Copy out the entries below in full and exactly.

— START Recorded information —

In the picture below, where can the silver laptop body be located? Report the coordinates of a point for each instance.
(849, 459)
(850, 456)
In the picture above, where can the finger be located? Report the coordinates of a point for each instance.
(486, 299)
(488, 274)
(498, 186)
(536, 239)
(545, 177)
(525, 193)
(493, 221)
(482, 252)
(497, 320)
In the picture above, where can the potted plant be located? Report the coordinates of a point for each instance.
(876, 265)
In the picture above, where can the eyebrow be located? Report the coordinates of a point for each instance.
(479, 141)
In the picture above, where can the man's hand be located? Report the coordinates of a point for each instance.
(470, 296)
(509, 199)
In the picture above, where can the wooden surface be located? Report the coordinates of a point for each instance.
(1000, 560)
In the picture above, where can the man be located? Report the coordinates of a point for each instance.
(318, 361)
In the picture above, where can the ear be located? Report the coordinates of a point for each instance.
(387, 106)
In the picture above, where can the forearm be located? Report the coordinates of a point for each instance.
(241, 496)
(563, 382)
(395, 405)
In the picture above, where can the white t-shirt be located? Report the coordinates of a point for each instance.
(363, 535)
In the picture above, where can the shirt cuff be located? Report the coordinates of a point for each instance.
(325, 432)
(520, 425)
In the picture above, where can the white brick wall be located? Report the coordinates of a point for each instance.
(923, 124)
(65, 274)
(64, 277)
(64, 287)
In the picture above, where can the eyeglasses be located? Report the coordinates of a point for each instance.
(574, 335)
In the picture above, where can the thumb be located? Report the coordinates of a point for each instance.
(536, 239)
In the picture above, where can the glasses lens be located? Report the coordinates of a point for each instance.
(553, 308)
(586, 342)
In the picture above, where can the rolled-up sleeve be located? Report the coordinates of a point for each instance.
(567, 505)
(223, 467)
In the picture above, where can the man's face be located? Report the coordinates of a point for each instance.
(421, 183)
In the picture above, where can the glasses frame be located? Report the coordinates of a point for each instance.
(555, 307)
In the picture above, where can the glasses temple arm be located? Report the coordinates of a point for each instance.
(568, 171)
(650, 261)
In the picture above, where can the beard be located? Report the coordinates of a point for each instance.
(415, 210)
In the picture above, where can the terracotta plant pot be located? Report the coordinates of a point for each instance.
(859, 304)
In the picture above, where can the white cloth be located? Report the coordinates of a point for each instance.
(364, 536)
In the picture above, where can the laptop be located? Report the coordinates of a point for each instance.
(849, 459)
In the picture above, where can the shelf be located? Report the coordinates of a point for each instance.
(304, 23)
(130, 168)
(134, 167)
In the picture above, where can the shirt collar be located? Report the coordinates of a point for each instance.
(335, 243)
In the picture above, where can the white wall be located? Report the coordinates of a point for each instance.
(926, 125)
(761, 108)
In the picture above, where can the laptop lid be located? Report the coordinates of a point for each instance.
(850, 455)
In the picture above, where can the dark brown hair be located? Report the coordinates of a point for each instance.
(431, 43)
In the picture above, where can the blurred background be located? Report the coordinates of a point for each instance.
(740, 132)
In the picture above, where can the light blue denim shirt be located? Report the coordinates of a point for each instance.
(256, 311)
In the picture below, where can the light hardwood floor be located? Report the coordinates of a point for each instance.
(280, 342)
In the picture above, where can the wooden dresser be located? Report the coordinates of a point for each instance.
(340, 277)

— END Recorded information —

Written response:
In the picture below, where can the silver laptop body be located? Report the coordinates of a point for each instance.
(849, 459)
(850, 456)
In the picture above, where can the finger be located? Report the coordinates of a point for each instance.
(486, 299)
(488, 274)
(498, 186)
(536, 239)
(545, 177)
(525, 193)
(493, 221)
(482, 252)
(497, 320)
In the picture above, where can the potted plant be located? Report the coordinates of a point for each instance.
(876, 265)
In the picture above, where can the eyebrow be located? Report the coordinates of a point for each instance.
(479, 141)
In the picture above, where can the man's hand be located? Report the coordinates of a point for each instance.
(470, 296)
(509, 199)
In the picture above, where can the wooden surface be located? Report the coordinates of a point for each instance.
(1000, 560)
In the picture above, where can the man be located? Report the coordinates of a point for each instance.
(318, 361)
In the picture above, where can the ear be located? Report the coordinates of a point for each instance.
(387, 106)
In the picture above, where can the forearm be located? Report the coordinates of a point for each instance.
(241, 496)
(563, 382)
(395, 405)
In the picture above, where can the white t-shirt be located? Report the coordinates of a point for each instance.
(363, 535)
In the picture above, where can the shirt cuff be located? Report the coordinates of a point for each instance.
(325, 432)
(520, 425)
In the picture above, where can the white brick wall be located? Report the coordinates of a point for each instance.
(923, 124)
(65, 274)
(64, 277)
(64, 287)
In the picture above, where can the eyeglasses be located? Report the coordinates of a point for each instance.
(574, 335)
In the picture above, where can the thumb be located? Report the coordinates of a point for each instance.
(536, 239)
In the picture above, where can the glasses lens be located? Report the coordinates of a point for each instance.
(553, 308)
(586, 342)
In the picture above, where can the rolled-up sleeve be located? Report the coordinates of a point for each instance.
(567, 505)
(223, 467)
In the picture above, where can the man's face be located? Report the coordinates of a point for each instance.
(421, 183)
In the picture above, where can the glasses frame be located? Report the coordinates of a point for each instance.
(555, 307)
In the picture above, where can the glasses temple arm be located? Report the coordinates of a point for each instance.
(568, 171)
(650, 261)
In the picture above, where can the beard be located? Report the coordinates of a point for each instance.
(415, 210)
In the picture above, where can the terracotta plant pot be located? Report the coordinates of a point for each instance.
(859, 304)
In the picture above, where can the white cloth be located? Report the coordinates of a point for each instance.
(364, 536)
In the picture above, where can the laptop be located? Report the coordinates of a point for each instance.
(849, 459)
In the picture above, where can the shelf be located? Report the coordinates of a point for each instance.
(304, 23)
(130, 168)
(134, 167)
In the picture above, where can the shirt collar be located? Report the coordinates of a point for each instance.
(335, 243)
In the picture above, where can the white wall be located? Report the coordinates of a point for each instance.
(926, 125)
(761, 108)
In the picture above, where can the laptop lid be located? Report the coordinates of a point for each instance.
(850, 455)
In the picture above, where can the dark brown hair be located? Report the coordinates of a point for each instance.
(431, 43)
In the picture above, where can the blurred background be located? Report the coordinates of a point for each instance.
(740, 132)
In the picture above, where can the light blue denim shirt be located? Report the coordinates of a point for each instance.
(256, 311)
In the picture below, where can the light hardwood floor be located? Report the coordinates of a point for each instance.
(280, 342)
In the picture above, where can the wooden dresser be located? Report the coordinates of a point for each instance.
(340, 277)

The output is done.